Work instructions
Please count the lines in the rows below that contain the string "black", matching case, and give only that number.

[Dataset rows]
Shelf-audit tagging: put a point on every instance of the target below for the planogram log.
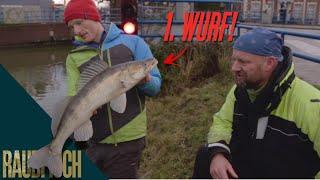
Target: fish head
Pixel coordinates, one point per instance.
(140, 69)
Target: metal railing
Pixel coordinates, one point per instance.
(289, 33)
(290, 18)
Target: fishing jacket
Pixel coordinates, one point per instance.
(109, 126)
(277, 135)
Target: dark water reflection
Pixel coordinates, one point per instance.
(40, 70)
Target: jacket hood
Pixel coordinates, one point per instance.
(286, 67)
(112, 33)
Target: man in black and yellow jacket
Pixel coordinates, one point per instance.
(269, 125)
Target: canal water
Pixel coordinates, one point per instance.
(40, 70)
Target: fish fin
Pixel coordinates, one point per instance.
(56, 115)
(90, 70)
(84, 132)
(43, 157)
(119, 104)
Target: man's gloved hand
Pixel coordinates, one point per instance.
(220, 168)
(146, 79)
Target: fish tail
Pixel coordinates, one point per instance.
(44, 157)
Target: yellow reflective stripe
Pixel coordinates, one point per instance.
(140, 104)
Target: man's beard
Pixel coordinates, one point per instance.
(244, 83)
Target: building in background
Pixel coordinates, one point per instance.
(282, 11)
(26, 11)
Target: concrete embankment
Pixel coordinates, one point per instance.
(19, 34)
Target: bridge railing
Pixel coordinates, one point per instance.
(284, 33)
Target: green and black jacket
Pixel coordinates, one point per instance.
(277, 135)
(109, 126)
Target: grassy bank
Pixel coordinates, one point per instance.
(178, 125)
(180, 117)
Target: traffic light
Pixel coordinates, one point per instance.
(129, 22)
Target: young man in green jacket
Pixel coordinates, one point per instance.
(269, 125)
(118, 138)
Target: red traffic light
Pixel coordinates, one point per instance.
(129, 27)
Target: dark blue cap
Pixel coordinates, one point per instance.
(260, 42)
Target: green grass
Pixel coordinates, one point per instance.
(178, 125)
(180, 117)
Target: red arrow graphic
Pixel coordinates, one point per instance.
(171, 58)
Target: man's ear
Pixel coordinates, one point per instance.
(270, 64)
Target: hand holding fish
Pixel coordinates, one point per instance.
(146, 79)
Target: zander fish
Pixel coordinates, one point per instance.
(98, 85)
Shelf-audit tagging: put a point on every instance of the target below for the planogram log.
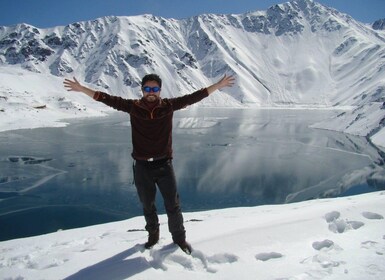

Written answer
2